In the Lucene issue thread, how many times may .nextPosition() be called under the PostingsEnum contract? Please answer in a few words.

__Selected text__.
══════
Migrated from LUCENE-6226 by Alan Woodward (@romseygeek), resolved Jul 02 2018 Attachments: LUCENE-6226.patch (versions: 7) Linked issues:

asfimport commented 9 years ago

Alan Woodward (@romseygeek) (migrated from JIRA)

This patch requires a change to the Weight API, where instead of taking a boolean for needsScores, it now takes an integer bitmask indicating which postings features should be retrieved and made available via the Scorer. This has knock-on effects on Collector.needScores(), which becomes Collector.postingsFlags(), and on IndexSearcher.createNormalizedWeight().

asfimport commented 9 years ago

Alan Woodward (@romseygeek) (migrated from JIRA)

Previous patch only changed lucene-core, this one catches all the other modules as well.

asfimport commented 9 years ago

Adrien Grand (@jpountz) (migrated from JIRA)

Maybe we should not allow collectors to consume positions (yet) (ie. Collector.postingsFlags() should remain Collector.needsScores())? Positions can only be iterated once while it's quite typical to wrap several collectors into a single one using MultiCollector. So if you have several collectors that need positions in a MultiCollector, it would only work fine for the first one?

Also why does TermScorer track the number of times that nextPosition() has been called in order to return NO_MORE_POSITIONS? The wrapped PostingsEnum should already take care of it?

asfimport commented 9 years ago

Alan Woodward (@romseygeek) (migrated from JIRA)

Good point on Collector.postingsFlags(), I'll change that back.

The PostingsEnum contract is that you should only call .nextPosition() up to .freq() times, it doesn't know anything about NO_MORE_POSITIONS. I've gone back and forth a bit about where this should be dealt with, though. I suppose the nicest solution would be for NO_MORE_POSITIONS to somehow be encoded directly into the positions data in the index, so that it's returned naturally when reading the postings and doesn't require any branching anywhere, but I need to look more carefully at the index format to see if that's plausible. What do you think?

asfimport commented 9 years ago

Adrien Grand (@jpountz) (migrated from JIRA)

The PostingsEnum contract is that you should only call .nextPosition() up to .freq() times

If this is the case then TermScorer doesn't have to count how many times nextPosition() has been called since Scorer extends PostingsEnum?
══════
__Entries__.

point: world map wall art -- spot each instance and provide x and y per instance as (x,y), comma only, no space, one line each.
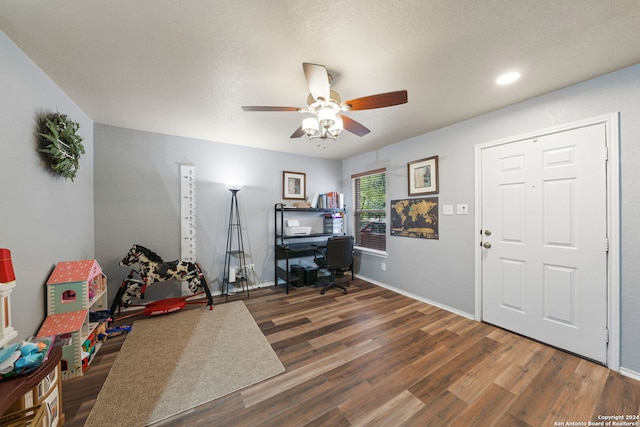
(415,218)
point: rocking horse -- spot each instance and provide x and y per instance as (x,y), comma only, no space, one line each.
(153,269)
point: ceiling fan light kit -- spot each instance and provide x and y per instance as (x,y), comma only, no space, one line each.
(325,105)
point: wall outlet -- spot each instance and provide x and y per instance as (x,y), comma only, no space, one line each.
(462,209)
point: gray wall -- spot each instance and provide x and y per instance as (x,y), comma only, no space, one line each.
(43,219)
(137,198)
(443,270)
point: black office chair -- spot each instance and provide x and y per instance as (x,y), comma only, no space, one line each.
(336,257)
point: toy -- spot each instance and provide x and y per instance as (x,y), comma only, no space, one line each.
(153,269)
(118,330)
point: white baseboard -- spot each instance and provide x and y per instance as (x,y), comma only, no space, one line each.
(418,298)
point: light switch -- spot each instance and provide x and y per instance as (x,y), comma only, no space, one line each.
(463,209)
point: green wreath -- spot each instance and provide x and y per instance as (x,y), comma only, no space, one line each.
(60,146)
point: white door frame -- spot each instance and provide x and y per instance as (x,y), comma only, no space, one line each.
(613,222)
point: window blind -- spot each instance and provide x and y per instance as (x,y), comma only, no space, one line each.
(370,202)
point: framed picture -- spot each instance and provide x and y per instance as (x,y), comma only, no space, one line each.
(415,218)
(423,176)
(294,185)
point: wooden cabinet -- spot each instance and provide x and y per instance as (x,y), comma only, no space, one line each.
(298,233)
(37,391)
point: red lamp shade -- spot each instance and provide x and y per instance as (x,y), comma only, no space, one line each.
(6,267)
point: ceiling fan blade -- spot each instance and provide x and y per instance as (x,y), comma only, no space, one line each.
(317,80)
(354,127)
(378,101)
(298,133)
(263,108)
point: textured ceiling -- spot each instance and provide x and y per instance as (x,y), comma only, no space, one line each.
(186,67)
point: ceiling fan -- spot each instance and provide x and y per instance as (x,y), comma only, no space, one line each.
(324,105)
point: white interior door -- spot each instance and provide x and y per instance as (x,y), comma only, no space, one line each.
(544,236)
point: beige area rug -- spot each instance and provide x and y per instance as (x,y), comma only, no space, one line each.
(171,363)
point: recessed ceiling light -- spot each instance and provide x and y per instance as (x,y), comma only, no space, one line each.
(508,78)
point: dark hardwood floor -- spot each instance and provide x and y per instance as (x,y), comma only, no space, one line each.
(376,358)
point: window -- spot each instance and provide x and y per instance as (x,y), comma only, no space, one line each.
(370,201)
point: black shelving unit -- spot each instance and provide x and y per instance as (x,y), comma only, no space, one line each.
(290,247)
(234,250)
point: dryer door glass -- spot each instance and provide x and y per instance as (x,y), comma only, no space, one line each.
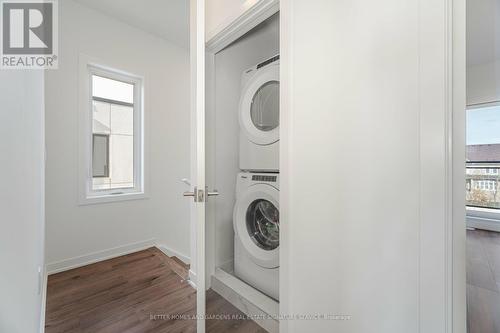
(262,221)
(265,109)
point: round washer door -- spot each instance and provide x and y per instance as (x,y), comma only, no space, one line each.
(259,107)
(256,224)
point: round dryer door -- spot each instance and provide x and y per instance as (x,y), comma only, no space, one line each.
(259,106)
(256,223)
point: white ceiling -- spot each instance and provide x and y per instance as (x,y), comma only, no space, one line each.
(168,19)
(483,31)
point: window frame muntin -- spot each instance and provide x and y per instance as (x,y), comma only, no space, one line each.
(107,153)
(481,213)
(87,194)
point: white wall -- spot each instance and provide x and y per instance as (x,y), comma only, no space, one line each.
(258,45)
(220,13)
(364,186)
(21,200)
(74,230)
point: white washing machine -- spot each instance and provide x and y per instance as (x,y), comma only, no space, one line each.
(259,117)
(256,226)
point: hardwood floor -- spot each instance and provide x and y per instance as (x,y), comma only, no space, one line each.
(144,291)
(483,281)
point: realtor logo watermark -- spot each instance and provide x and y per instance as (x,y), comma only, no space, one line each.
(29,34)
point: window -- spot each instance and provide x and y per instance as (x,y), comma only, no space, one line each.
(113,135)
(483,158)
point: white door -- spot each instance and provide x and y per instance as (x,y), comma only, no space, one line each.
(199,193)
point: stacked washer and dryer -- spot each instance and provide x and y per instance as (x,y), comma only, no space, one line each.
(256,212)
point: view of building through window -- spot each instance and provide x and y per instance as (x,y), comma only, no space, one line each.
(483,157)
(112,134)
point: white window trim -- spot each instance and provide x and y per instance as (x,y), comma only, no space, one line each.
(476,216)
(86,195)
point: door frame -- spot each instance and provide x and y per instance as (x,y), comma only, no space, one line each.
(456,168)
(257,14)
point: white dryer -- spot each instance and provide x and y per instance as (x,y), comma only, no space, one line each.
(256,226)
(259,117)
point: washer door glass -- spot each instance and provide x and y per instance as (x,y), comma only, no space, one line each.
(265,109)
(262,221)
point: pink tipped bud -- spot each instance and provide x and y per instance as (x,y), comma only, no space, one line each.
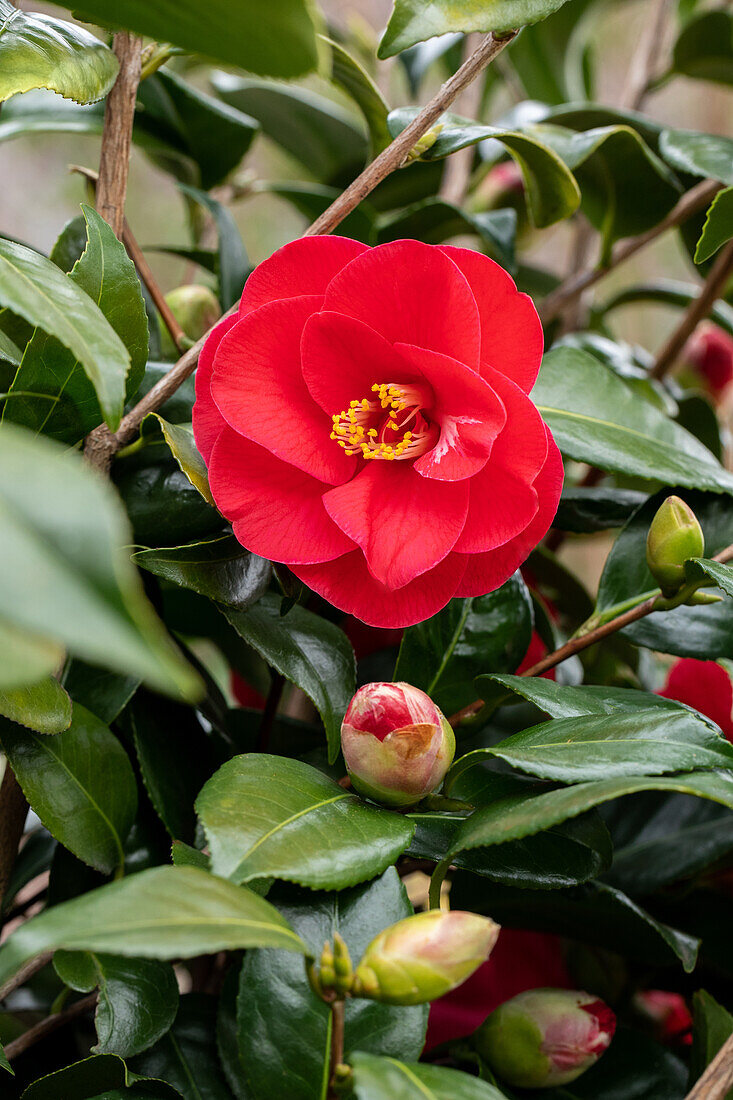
══════
__Written response__.
Up to .freq() times.